***** Task material *****

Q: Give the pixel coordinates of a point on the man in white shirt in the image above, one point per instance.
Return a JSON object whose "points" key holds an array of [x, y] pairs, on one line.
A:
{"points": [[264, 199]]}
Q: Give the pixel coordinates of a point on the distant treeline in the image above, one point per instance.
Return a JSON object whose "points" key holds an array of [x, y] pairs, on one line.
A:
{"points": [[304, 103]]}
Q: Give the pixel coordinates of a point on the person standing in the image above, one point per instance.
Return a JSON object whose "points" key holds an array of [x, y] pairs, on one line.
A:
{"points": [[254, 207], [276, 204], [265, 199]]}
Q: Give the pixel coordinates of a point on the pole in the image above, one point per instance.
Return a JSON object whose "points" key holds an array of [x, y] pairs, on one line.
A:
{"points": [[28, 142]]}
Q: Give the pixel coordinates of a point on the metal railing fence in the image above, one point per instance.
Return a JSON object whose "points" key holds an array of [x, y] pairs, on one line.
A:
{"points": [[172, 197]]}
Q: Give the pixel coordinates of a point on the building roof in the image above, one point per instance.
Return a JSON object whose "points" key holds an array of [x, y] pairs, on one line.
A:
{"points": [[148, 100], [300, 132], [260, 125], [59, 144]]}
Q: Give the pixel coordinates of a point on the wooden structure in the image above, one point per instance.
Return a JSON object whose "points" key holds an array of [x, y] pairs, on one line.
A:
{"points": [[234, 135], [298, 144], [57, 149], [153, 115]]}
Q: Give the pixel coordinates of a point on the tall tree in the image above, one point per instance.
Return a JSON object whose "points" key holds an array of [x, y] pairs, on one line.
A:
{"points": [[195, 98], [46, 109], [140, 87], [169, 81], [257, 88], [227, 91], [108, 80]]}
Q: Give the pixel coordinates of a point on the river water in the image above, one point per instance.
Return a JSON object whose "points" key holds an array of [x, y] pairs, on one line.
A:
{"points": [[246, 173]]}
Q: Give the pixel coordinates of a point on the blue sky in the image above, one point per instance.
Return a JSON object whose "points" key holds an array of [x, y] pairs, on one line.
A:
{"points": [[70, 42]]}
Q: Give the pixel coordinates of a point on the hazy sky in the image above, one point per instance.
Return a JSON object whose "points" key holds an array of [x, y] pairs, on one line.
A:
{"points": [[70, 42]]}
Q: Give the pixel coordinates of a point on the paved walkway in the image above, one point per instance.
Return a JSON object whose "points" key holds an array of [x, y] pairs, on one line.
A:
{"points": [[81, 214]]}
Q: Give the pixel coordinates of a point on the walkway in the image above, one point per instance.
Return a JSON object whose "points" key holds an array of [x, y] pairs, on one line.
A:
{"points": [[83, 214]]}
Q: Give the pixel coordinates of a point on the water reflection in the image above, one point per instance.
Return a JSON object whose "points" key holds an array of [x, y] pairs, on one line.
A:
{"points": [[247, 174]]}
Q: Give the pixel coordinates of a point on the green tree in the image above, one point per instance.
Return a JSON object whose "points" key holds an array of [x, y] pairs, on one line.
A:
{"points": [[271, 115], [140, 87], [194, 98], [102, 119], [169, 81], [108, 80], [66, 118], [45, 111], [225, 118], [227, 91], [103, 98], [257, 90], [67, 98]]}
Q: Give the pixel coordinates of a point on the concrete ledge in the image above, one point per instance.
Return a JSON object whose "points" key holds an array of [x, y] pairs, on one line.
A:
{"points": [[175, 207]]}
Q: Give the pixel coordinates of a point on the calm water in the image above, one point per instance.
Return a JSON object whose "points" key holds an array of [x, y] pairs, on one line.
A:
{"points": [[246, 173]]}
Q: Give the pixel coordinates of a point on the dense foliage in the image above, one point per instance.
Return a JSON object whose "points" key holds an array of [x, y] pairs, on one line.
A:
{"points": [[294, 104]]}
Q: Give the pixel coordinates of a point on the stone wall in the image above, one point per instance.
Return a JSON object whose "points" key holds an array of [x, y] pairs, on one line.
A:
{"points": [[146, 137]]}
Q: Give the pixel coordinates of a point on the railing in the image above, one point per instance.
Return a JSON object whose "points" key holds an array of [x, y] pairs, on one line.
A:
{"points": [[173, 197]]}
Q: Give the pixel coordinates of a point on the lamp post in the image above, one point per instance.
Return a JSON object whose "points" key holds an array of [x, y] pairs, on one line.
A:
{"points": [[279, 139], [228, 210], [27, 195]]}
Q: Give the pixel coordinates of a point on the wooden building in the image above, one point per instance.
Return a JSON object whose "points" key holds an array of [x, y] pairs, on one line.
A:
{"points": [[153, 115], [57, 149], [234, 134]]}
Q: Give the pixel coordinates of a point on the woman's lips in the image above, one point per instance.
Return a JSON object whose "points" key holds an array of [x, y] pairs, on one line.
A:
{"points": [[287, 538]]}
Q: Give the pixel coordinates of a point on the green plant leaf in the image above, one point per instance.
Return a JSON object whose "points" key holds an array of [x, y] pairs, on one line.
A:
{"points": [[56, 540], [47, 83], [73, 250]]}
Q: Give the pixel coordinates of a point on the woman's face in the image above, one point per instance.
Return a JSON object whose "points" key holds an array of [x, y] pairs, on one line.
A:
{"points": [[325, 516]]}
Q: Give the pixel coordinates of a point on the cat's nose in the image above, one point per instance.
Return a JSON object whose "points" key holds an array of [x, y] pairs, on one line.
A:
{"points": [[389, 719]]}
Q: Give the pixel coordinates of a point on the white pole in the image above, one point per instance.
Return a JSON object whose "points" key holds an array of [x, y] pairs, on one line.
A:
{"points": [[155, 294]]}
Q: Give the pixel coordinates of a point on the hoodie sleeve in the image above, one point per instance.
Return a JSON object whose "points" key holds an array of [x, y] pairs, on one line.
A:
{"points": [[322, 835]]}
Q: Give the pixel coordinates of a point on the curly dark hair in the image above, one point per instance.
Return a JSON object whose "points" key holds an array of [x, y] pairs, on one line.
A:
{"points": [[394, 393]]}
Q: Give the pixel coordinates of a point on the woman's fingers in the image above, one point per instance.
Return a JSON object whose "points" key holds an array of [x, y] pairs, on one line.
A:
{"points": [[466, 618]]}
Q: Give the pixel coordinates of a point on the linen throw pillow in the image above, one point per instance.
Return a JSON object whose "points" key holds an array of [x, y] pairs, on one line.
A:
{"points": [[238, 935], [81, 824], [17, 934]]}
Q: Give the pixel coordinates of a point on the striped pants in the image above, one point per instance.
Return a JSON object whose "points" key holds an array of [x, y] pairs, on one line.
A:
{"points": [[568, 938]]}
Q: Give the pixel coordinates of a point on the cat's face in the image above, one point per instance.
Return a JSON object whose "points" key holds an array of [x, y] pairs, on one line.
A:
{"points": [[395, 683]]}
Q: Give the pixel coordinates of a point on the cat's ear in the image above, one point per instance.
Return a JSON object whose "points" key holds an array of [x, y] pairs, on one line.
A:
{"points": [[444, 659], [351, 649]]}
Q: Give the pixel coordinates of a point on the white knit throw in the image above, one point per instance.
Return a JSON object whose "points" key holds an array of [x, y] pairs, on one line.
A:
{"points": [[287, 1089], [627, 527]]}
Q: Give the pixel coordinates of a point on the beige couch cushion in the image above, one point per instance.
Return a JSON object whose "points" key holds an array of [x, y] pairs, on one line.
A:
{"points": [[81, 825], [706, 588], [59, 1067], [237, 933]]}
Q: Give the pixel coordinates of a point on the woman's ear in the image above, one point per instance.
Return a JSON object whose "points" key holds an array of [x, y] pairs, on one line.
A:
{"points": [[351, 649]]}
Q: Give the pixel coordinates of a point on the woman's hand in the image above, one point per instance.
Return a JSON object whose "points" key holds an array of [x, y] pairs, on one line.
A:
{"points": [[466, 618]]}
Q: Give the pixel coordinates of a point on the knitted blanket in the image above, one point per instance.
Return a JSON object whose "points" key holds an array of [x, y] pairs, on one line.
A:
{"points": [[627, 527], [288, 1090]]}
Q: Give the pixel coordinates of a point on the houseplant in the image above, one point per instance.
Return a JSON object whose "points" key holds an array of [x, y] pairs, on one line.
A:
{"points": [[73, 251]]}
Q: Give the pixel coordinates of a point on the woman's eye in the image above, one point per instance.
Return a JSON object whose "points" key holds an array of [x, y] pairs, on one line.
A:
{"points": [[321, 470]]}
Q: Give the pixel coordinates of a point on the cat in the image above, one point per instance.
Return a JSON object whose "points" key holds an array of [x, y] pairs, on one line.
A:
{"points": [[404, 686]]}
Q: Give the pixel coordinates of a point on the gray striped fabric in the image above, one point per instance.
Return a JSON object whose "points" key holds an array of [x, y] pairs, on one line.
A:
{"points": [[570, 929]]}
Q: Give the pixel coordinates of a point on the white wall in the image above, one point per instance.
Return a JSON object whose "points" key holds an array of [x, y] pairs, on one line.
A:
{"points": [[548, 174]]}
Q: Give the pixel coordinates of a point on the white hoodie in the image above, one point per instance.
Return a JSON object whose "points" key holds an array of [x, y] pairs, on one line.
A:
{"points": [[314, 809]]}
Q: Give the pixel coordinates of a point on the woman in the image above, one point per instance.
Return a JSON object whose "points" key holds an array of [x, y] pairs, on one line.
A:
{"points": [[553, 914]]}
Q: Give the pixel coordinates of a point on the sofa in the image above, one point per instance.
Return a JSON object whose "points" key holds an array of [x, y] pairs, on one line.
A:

*****

• Aim of the exercise
Say how many lines of the material hold the string "throw". Nothing else should be written.

• Written answer
2